**Text section:**
THE late Colin McInnes, of Absolute Beginners fame, wrote a fascinating article in 1973 about cultural differences between the social classes.
Horse-racing, he said, is of interest to the working class and upper class – but not the middle – while dog-racing is only followed by working class people; soccer is “certainly the greatest working-class achievement”.
The instincts of the social classes also differ: “In a crisis the middle-class mind thinks of a committee; the working-class of a mass-meeting.”
Well, quite.
Fifty years on, the classes may have stretched and fragmented but are still recognisable from his description.
Thatcherism may have boosted working-class capitalism, the white van man may have grown rich, and casualisation has replaced many traditional working-class jobs where they have not been automated out of existence.
A committee remains a thing unto itself with its own atmosphere and priorities. Retired school teachers trying to be helpful. There is the agenda to stick to, issues to be raised, great and small, any other business. This is politics at the micro level: undramatic and circular.

**Dataset records:**
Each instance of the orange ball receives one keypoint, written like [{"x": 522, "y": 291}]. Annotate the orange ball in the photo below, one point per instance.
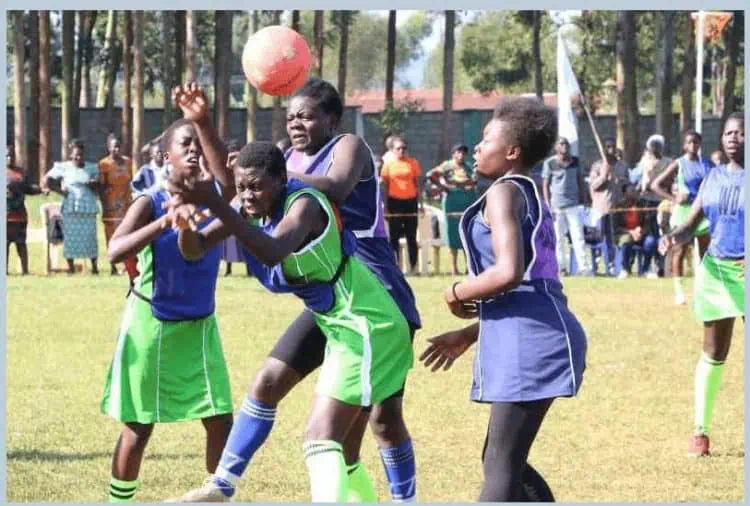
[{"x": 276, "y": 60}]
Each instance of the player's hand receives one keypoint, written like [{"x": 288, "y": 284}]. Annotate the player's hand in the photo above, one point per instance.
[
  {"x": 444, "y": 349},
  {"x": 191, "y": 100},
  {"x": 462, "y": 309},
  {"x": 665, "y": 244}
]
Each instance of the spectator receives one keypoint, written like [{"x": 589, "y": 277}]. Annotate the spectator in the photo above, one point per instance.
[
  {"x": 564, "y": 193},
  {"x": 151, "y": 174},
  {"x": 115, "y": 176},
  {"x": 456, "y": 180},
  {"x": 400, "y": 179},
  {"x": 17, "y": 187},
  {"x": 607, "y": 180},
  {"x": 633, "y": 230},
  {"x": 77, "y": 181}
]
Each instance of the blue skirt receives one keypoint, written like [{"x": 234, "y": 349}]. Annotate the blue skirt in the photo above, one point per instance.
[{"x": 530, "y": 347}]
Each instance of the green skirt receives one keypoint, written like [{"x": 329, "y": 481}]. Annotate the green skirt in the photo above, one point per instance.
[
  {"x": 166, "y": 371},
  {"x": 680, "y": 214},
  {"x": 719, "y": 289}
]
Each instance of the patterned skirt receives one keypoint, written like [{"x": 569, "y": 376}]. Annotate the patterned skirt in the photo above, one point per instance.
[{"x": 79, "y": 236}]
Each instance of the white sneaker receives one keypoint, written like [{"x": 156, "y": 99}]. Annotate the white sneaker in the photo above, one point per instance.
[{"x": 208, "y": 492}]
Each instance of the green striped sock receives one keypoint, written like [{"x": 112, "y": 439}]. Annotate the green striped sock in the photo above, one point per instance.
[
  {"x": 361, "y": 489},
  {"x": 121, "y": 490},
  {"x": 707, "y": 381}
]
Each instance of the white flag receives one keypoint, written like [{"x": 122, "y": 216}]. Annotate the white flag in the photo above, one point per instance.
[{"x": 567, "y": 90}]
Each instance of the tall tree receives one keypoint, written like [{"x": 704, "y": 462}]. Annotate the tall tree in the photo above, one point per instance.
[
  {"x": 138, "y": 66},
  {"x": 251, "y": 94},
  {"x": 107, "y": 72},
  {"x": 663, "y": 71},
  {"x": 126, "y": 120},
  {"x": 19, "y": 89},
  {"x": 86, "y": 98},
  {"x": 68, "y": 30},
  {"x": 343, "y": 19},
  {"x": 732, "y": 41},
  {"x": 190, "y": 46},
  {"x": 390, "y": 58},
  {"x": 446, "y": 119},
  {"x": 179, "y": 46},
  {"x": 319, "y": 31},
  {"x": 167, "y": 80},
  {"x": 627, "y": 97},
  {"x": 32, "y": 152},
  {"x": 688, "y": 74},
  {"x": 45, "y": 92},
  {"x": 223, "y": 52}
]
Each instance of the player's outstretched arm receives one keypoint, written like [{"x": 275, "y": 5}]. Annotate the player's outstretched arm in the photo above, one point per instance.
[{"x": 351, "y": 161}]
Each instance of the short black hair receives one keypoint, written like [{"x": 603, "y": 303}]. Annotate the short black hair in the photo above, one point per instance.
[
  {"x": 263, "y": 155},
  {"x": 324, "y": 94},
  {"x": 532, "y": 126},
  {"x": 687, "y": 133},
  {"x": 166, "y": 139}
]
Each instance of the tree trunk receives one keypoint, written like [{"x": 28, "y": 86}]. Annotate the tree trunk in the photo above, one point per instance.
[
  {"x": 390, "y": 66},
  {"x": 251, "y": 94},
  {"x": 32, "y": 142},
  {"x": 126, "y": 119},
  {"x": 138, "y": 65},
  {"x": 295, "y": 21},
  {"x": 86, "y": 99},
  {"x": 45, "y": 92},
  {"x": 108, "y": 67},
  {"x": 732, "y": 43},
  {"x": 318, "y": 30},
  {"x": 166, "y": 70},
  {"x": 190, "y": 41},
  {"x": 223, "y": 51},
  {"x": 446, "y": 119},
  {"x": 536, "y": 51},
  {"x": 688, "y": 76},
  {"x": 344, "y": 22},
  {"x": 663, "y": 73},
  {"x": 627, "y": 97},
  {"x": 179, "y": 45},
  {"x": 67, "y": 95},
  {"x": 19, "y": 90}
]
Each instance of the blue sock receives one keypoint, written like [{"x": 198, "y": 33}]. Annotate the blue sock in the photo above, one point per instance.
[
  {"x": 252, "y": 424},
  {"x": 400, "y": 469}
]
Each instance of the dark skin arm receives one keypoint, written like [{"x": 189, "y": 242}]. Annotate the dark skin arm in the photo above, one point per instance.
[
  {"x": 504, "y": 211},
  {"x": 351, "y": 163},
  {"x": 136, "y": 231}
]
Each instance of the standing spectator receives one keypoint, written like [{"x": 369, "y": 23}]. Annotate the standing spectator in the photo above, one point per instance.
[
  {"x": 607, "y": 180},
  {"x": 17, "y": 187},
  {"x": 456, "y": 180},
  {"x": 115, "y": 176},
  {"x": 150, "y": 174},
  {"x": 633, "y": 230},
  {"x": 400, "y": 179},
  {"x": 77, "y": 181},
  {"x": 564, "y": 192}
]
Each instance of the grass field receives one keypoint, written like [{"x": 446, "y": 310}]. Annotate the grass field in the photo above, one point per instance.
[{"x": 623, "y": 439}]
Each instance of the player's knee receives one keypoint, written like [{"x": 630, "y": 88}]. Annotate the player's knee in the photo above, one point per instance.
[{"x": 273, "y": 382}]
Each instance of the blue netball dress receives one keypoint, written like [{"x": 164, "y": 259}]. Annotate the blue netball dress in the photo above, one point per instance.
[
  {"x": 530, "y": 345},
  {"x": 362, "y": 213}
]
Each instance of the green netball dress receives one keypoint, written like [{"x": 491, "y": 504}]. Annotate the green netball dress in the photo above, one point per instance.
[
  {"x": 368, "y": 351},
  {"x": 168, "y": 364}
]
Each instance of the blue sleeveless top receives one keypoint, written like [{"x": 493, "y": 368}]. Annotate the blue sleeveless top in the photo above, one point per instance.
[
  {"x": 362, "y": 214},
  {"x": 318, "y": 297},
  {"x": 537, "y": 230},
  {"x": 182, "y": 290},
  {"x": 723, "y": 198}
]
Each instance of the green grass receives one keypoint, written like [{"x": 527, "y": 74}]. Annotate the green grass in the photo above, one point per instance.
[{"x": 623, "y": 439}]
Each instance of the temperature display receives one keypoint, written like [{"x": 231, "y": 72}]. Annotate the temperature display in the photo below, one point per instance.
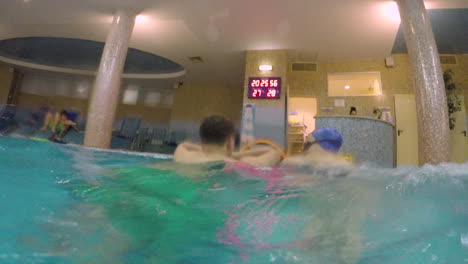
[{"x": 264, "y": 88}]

==

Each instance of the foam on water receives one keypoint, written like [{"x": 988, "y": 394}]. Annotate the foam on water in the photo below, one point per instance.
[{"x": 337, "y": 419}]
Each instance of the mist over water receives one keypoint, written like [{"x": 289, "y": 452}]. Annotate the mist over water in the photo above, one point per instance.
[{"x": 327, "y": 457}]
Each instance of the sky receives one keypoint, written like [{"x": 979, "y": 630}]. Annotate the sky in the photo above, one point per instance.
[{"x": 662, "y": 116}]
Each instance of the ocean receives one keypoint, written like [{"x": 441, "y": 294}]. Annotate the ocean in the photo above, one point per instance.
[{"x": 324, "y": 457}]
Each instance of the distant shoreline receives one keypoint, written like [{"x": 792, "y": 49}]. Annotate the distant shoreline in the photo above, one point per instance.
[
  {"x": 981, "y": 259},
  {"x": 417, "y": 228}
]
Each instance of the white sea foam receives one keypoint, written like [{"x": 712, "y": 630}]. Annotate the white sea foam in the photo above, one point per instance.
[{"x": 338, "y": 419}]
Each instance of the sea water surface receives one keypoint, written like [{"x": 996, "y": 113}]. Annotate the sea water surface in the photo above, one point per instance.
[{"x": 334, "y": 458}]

**Task description:**
Can you write down the passage from the piece on social classes, starting with "The instincts of" and going on through "out of existence."? The items are separate material and have no connection to the piece on social classes.

**Answer box:**
The instincts of the social classes also differ: “In a crisis the middle-class mind thinks of a committee; the working-class of a mass-meeting.”
Well, quite.
Fifty years on, the classes may have stretched and fragmented but are still recognisable from his description.
Thatcherism may have boosted working-class capitalism, the white van man may have grown rich, and casualisation has replaced many traditional working-class jobs where they have not been automated out of existence.